Given task: Rescale the entries starting with the line that contains "For an urgent annotation task, I need the boat" and going on through the line that contains "153;29;159;96", both included, and reproduce only those lines, the request line with them. Multiply every bounding-box coordinate in the answers by 2 and round to whole numbers, with halves rounded up.
** begin Records supplied **
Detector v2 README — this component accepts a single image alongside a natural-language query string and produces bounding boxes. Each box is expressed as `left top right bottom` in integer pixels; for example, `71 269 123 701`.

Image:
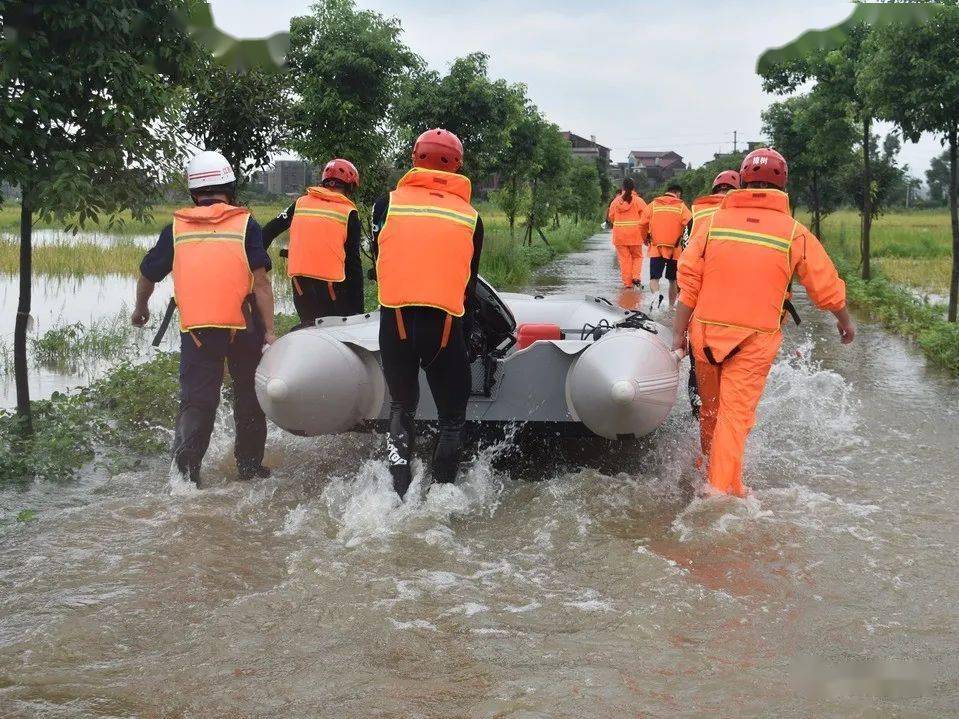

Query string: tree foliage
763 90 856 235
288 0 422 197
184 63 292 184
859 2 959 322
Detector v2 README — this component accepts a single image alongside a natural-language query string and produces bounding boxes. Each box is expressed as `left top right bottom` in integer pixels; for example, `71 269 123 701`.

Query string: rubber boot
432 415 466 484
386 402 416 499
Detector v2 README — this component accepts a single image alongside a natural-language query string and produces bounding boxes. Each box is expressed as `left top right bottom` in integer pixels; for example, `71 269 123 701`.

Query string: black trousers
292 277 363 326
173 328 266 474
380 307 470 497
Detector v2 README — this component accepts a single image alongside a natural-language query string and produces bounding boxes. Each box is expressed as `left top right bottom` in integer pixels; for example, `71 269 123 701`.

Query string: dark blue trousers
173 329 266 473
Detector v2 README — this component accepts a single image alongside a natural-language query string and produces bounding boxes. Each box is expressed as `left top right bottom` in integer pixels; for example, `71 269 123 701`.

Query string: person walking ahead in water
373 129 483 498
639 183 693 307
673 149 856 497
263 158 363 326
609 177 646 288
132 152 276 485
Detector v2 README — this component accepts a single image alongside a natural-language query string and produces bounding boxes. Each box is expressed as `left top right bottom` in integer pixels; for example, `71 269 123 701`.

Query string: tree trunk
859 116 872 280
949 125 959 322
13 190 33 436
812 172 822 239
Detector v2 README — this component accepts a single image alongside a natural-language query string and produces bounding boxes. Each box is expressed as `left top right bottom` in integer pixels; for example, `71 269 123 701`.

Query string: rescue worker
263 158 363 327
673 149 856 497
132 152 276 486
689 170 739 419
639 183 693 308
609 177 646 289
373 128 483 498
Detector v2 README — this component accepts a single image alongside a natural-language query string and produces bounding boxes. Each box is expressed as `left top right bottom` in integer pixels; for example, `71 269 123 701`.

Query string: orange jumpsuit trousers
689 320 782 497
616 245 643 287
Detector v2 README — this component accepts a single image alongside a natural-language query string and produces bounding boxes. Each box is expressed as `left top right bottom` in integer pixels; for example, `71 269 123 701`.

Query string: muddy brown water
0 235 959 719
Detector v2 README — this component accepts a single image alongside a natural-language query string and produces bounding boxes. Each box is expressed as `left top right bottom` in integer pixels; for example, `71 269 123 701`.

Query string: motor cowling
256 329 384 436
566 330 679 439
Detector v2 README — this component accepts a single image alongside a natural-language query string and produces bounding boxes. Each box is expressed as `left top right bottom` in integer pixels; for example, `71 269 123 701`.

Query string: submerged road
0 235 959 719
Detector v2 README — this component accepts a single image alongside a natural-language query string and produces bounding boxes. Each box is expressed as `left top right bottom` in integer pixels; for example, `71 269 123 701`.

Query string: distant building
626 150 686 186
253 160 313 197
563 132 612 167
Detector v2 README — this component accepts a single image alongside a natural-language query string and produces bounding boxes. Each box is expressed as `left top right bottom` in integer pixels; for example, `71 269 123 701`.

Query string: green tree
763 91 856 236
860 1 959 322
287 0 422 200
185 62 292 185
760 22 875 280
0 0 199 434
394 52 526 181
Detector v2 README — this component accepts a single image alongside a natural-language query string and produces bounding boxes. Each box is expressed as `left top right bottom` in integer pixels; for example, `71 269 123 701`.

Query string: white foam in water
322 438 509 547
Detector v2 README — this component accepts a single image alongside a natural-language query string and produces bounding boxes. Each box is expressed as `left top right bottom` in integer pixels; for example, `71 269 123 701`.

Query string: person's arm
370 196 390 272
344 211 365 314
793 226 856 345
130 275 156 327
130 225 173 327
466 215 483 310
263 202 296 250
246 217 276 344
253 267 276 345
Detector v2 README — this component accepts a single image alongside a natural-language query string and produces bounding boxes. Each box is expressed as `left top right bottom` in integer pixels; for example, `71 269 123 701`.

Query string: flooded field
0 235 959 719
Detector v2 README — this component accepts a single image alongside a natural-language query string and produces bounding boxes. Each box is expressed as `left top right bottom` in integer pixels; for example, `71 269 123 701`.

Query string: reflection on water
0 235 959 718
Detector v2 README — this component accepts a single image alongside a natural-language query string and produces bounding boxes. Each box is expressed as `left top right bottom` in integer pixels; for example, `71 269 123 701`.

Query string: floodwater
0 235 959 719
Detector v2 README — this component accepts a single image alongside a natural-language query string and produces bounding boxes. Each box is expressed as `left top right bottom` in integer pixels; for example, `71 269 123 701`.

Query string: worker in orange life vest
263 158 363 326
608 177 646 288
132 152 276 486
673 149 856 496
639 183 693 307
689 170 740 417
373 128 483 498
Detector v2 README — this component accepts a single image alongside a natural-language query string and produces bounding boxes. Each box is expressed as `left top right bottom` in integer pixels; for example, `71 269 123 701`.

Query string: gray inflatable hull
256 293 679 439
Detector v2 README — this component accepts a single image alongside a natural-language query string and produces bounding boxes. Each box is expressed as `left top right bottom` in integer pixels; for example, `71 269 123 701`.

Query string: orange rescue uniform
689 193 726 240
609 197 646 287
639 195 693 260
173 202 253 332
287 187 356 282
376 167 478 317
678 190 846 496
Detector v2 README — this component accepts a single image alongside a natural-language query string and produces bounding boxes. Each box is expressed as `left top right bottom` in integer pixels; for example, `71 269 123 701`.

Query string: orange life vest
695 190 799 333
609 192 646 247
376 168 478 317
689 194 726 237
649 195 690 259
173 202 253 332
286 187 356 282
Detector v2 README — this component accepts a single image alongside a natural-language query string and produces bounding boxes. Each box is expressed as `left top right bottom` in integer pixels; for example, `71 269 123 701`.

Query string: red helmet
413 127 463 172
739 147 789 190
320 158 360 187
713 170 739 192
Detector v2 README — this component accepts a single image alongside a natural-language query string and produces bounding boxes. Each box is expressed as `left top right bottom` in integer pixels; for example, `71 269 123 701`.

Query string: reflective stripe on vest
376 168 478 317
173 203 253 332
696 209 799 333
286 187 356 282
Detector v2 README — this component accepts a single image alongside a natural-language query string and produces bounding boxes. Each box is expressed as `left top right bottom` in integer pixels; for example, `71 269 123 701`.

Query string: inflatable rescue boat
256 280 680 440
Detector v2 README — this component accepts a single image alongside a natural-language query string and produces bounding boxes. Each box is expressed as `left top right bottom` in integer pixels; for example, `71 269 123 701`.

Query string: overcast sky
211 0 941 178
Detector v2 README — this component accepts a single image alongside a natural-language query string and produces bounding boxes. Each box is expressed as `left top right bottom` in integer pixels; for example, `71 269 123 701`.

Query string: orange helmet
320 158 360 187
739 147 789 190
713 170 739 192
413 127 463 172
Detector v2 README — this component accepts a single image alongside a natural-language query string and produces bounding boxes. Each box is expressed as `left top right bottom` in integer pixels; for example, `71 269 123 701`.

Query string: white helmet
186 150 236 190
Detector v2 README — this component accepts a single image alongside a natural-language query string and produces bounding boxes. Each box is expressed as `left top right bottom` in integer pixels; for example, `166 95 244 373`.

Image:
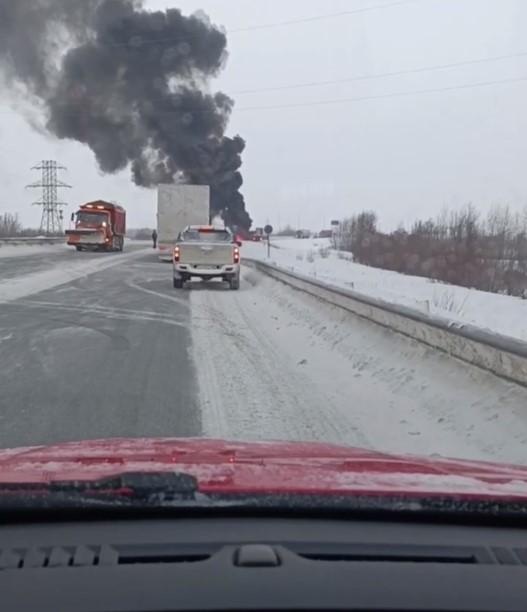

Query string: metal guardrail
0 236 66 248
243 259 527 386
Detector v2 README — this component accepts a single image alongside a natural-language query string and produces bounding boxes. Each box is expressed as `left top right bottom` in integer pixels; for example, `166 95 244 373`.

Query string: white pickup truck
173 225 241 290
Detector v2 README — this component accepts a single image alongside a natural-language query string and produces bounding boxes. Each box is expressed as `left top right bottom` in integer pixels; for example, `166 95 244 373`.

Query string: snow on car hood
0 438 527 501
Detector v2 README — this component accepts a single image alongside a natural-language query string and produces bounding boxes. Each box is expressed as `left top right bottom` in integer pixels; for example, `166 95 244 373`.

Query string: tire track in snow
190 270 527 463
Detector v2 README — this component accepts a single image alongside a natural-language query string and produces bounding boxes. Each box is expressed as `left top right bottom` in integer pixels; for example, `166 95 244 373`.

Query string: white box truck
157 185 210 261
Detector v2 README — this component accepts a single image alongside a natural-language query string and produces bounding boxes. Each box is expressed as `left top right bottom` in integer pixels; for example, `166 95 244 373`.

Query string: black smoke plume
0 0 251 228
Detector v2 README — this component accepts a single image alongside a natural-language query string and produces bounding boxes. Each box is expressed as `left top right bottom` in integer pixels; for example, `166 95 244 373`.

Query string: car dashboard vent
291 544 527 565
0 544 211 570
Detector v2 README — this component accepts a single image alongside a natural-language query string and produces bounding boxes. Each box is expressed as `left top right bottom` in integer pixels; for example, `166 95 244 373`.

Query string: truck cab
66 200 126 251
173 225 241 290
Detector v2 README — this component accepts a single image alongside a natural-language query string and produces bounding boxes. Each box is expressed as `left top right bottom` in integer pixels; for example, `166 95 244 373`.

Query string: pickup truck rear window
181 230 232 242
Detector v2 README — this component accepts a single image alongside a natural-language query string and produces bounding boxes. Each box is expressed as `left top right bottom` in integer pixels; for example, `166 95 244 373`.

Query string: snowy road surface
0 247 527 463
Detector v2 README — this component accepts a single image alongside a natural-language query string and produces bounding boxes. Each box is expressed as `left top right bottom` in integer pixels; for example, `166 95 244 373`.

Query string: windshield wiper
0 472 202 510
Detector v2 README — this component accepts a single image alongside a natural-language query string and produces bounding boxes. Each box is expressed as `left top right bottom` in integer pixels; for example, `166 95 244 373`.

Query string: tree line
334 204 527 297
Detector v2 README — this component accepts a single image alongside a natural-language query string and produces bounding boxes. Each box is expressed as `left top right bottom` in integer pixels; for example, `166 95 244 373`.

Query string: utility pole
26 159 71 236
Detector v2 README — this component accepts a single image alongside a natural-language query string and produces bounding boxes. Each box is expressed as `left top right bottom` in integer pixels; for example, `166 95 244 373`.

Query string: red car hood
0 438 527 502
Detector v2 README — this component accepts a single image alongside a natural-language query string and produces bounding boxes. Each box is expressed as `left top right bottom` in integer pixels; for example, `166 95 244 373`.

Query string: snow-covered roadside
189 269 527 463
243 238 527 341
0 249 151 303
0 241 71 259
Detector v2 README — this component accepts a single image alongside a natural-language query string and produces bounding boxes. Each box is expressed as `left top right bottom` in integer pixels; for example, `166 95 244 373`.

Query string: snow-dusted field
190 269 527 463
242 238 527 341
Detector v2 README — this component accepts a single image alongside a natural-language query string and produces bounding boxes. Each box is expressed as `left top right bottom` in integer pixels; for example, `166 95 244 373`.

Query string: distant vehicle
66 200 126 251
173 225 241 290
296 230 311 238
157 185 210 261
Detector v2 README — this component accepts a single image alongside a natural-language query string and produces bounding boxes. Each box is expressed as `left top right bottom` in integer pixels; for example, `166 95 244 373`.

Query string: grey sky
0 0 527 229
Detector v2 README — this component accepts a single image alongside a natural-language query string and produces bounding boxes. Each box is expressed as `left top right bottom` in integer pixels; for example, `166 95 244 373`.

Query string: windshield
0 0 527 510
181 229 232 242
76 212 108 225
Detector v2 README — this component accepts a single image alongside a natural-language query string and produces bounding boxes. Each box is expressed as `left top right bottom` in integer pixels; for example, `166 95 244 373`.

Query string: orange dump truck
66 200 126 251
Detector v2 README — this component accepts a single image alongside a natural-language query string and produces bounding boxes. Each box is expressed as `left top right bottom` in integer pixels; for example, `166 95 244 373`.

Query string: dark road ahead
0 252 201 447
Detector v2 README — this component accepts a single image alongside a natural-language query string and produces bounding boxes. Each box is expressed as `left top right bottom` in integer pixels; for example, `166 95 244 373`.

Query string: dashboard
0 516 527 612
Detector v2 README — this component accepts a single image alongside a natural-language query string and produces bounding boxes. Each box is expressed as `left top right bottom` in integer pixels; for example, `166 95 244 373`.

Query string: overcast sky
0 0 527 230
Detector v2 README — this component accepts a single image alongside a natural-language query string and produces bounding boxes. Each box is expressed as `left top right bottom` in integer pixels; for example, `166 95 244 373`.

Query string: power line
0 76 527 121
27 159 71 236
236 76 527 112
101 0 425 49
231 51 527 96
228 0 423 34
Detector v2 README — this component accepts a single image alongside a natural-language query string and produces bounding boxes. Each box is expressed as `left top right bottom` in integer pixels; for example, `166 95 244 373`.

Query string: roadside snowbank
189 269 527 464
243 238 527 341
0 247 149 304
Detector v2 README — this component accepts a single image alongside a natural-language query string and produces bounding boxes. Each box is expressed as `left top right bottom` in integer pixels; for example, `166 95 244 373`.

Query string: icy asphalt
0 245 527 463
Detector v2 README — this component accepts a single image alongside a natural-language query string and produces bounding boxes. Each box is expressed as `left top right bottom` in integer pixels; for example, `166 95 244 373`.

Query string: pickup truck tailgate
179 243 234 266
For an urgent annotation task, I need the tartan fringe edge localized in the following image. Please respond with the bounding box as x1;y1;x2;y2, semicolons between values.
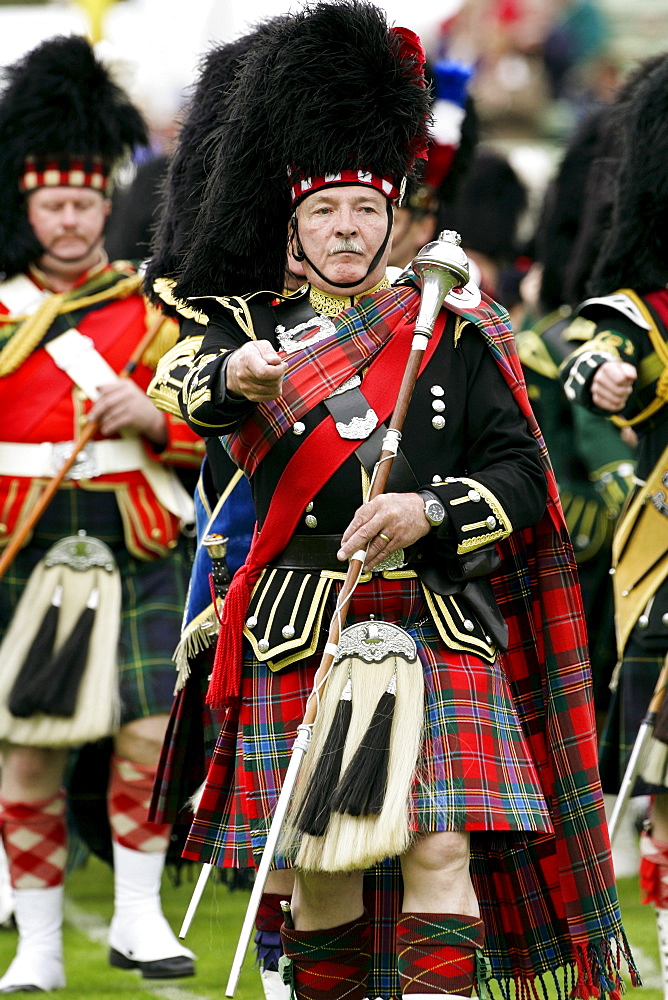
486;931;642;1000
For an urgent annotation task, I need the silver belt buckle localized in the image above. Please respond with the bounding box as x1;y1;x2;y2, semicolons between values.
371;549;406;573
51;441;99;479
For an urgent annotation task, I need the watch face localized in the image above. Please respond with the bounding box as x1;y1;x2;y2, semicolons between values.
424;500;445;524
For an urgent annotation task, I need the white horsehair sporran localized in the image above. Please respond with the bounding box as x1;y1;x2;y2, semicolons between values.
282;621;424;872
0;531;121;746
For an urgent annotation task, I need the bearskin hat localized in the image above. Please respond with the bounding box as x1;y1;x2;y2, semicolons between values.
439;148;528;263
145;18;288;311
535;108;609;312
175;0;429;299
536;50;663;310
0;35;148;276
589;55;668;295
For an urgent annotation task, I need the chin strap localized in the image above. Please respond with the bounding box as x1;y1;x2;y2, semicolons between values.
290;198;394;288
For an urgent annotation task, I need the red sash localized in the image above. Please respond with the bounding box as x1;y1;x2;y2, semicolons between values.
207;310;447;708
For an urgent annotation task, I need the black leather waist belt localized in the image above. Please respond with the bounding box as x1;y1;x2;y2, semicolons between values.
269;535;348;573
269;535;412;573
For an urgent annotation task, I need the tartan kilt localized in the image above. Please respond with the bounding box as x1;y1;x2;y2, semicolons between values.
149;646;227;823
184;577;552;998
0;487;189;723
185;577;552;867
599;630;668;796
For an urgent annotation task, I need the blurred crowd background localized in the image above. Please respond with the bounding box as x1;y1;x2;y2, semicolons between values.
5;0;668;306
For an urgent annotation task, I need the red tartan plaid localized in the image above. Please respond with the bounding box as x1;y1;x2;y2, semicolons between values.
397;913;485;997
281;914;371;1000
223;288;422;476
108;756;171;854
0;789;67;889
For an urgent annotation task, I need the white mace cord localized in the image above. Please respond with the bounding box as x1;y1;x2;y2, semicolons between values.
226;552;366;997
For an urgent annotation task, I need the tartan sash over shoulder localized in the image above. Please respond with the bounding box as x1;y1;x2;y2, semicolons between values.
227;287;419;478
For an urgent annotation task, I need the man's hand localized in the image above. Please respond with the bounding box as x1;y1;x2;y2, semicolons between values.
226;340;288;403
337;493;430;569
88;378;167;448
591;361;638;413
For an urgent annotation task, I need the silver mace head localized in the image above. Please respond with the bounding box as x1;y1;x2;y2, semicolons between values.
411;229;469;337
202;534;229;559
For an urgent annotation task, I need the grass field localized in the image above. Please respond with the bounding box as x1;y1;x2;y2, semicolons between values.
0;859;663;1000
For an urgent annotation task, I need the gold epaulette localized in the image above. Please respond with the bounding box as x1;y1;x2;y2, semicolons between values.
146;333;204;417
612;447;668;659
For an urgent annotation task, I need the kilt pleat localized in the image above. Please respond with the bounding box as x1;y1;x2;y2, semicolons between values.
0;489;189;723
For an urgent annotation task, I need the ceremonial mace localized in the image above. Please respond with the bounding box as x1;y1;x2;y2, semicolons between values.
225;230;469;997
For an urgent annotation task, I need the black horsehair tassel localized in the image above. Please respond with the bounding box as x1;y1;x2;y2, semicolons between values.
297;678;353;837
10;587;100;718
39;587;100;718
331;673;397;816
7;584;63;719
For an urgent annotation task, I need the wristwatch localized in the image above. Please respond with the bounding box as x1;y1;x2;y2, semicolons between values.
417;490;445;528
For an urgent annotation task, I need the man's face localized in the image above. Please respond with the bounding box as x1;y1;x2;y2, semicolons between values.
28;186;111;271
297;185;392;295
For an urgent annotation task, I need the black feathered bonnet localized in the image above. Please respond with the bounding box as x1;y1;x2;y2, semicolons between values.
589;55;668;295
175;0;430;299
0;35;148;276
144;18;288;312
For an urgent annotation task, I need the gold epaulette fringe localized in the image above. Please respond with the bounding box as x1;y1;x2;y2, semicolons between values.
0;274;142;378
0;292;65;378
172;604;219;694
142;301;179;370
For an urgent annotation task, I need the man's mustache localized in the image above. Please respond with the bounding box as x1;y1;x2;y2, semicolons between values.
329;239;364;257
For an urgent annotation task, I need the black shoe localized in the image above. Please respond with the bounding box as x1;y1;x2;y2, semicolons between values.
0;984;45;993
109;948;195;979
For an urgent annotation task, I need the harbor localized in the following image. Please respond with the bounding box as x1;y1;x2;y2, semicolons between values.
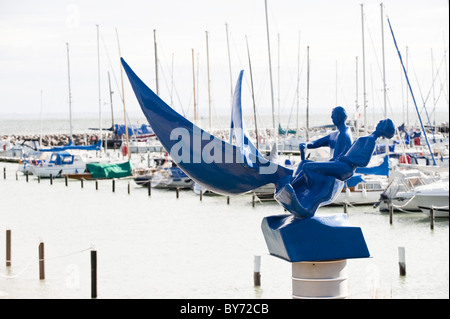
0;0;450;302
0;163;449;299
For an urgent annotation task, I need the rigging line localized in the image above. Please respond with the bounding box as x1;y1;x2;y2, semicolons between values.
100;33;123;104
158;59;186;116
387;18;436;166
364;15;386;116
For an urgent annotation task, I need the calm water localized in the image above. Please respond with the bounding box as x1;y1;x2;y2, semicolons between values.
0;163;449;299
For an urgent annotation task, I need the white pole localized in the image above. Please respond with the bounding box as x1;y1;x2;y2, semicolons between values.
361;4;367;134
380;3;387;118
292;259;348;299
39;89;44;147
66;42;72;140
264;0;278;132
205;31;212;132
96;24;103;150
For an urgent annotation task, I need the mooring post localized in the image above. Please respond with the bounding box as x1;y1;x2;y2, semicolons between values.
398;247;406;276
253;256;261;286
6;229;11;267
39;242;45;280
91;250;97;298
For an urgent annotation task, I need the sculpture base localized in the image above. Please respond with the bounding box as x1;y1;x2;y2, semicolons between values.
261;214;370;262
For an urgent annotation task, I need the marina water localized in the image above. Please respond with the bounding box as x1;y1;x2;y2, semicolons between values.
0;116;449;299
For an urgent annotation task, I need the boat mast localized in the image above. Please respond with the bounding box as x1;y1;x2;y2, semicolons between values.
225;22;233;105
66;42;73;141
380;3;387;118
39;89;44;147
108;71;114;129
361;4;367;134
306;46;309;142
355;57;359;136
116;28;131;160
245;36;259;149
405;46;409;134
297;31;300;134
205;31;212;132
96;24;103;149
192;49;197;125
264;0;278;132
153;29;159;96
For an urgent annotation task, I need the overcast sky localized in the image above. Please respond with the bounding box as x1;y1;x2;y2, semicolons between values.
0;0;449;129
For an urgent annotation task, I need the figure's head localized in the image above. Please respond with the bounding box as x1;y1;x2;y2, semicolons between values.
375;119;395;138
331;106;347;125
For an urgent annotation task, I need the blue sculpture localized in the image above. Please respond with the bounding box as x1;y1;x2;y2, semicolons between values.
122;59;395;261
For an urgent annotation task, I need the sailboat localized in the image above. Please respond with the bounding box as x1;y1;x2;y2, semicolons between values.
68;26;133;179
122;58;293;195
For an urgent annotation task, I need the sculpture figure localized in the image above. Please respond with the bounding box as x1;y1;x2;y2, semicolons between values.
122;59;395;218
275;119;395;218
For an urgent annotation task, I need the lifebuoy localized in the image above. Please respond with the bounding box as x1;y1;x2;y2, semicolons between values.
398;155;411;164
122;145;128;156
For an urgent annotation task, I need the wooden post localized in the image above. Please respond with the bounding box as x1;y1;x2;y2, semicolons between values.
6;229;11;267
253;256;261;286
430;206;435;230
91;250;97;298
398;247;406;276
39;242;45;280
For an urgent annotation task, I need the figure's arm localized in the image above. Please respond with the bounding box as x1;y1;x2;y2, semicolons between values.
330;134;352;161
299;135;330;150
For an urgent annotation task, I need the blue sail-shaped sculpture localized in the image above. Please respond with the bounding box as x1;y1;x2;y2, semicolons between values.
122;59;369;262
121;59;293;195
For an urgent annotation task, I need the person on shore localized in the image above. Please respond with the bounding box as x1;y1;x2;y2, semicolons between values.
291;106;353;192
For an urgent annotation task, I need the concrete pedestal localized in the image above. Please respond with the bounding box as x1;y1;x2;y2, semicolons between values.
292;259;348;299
** end Records supplied **
Task response:
For an urgent annotation task, I need the boat mast localized in the image above. Please respond with the bounding box as x1;y1;x2;y2, semicolons between values.
450;44;466;210
132;84;146;282
760;6;774;236
78;178;88;294
216;142;228;258
722;8;734;268
612;92;618;284
710;114;718;272
232;56;262;320
490;72;518;298
810;92;818;268
594;62;600;268
410;62;424;264
192;48;206;298
384;98;394;250
528;0;556;264
306;58;318;192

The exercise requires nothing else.